▶ DIRECTIONS
Copy out the entries below in full and exactly.

-.-.-

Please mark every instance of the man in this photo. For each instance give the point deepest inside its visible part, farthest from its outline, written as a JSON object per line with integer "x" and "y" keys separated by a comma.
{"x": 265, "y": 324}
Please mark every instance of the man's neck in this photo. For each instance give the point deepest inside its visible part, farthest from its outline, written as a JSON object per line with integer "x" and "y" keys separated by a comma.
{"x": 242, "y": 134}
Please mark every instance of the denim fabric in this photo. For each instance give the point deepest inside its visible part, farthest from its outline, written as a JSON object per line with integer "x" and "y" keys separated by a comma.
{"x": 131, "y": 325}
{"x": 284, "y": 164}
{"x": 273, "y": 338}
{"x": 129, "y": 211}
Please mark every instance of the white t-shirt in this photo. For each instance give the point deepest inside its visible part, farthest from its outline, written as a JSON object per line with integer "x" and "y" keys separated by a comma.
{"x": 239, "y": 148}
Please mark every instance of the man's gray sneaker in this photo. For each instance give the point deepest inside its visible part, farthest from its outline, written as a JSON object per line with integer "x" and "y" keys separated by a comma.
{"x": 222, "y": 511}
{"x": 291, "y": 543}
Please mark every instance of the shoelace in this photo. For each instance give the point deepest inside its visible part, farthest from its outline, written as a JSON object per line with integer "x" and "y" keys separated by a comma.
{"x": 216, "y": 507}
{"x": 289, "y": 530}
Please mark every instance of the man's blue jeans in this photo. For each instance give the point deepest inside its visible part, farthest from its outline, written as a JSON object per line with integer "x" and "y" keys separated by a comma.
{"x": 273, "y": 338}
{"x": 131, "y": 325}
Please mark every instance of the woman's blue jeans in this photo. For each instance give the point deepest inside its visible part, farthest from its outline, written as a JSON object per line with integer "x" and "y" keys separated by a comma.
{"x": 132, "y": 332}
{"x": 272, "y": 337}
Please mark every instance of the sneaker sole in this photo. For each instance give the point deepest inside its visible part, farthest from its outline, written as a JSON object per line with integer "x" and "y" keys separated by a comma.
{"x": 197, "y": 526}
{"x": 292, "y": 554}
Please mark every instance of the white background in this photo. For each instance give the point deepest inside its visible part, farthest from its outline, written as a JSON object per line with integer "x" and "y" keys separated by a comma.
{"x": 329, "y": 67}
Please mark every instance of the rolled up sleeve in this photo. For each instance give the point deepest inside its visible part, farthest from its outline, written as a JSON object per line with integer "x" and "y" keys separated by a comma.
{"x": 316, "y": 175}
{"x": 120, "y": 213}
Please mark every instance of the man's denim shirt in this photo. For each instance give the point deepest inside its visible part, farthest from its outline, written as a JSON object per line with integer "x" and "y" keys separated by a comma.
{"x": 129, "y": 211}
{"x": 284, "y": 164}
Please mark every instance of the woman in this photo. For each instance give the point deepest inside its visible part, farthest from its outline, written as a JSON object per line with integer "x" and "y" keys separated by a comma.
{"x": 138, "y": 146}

-.-.-

▶ ANSWER FOR THIS EXERCISE
Please mark every instance of the man in this photo. For each instance give the point deepest inside its visible part, farthest from its outline, written as a JSON object per line with integer "x" and "y" keys separated by a comma.
{"x": 265, "y": 324}
Please mark every instance of the man's neck in this photo. For each instance give the point deepest inside its visible part, farthest from its outline, written as a JSON object per line with integer "x" and "y" keys separated by a comma.
{"x": 242, "y": 134}
Please mark every instance of the denim fabric in this photo. For each instance give the point deepest inside its visible part, farthest from its outline, written as a JSON object per line with integer "x" and "y" keys separated by a comma.
{"x": 131, "y": 325}
{"x": 284, "y": 164}
{"x": 273, "y": 338}
{"x": 129, "y": 211}
Please mark every instance of the white t-shirt in this photo. For each instance give the point deepest inside its visible part, farthest from its outline, written as a JSON object per line with integer "x" and "y" keys separated by a comma.
{"x": 239, "y": 148}
Please mark every instance of the man's gray sneaker in this photo. For each instance give the point deepest inside its visible part, farthest from its outline, written as a JSON object per line with integer "x" and "y" keys separated by a comma.
{"x": 222, "y": 511}
{"x": 291, "y": 543}
Please mark every instance of the shoelace in this photo. For each instance give the point deepest inside its visible part, farthest from its outline, written as a JSON object per line with integer "x" and "y" keys separated by a comma.
{"x": 216, "y": 507}
{"x": 289, "y": 530}
Please mark every instance of the man's blue jeans in this photo. For each instance give the point deepest inside its visible part, farthest from its outline, written as a JSON object per line with integer "x" and "y" keys separated by a comma.
{"x": 273, "y": 338}
{"x": 131, "y": 325}
Please mark every instance of the woman's blue jeans in this photo. For each instance give the point deepest inside its visible part, farthest from its outline, written as a JSON object per line with integer "x" and "y" keys separated by a comma.
{"x": 132, "y": 332}
{"x": 272, "y": 337}
Please mark every instance of the sneaker sole in this photo. For each instance give the point deepest inside its visible part, farthest from its outline, written as a JSON object per line with integer "x" and "y" keys separated by a comma.
{"x": 197, "y": 526}
{"x": 292, "y": 554}
Please mark every instance of the white background in this photo. For each instance give the point deepest inside its visible part, farthest from its outline, written as a JSON object per line with integer "x" and "y" keys separated by a comma.
{"x": 329, "y": 67}
Please mark every instance of the rolled up sleeve in this photo. For each instance give the point deepest inside its visible part, farthest from its outline, written as a JSON object per line with integer "x" and "y" keys separated by a comma.
{"x": 316, "y": 175}
{"x": 120, "y": 213}
Please mark every instance of the man's denim shirt in this photo. For each instance give the point deepest inside its visible part, farthest from its outline, written as a JSON object per line with integer "x" and "y" keys separated by a comma.
{"x": 129, "y": 211}
{"x": 284, "y": 164}
Please mark every instance of the woman in this photo. For each instance give the point deepest inside its visible part, farthest from its outline, written as a JSON object per line with integer "x" and "y" keys separated by a comma.
{"x": 138, "y": 146}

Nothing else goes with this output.